**Exercise brief**:
Skip the images. Copy the records exactly as written.

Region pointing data

▬▬▬▬▬▬▬▬▬▬

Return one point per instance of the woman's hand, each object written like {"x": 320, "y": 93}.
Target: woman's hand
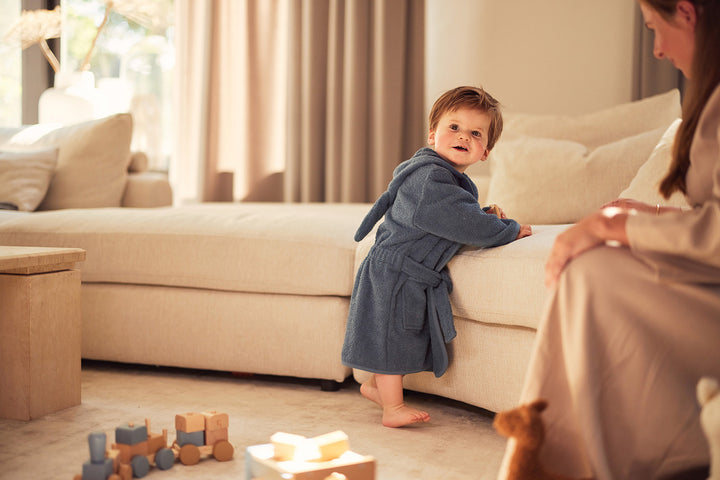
{"x": 591, "y": 231}
{"x": 525, "y": 231}
{"x": 630, "y": 204}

▬▬▬▬▬▬▬▬▬▬

**Task answer**:
Return one point per instance of the woman's hand, each object written like {"x": 320, "y": 93}.
Target: woman's hand
{"x": 591, "y": 231}
{"x": 525, "y": 231}
{"x": 630, "y": 204}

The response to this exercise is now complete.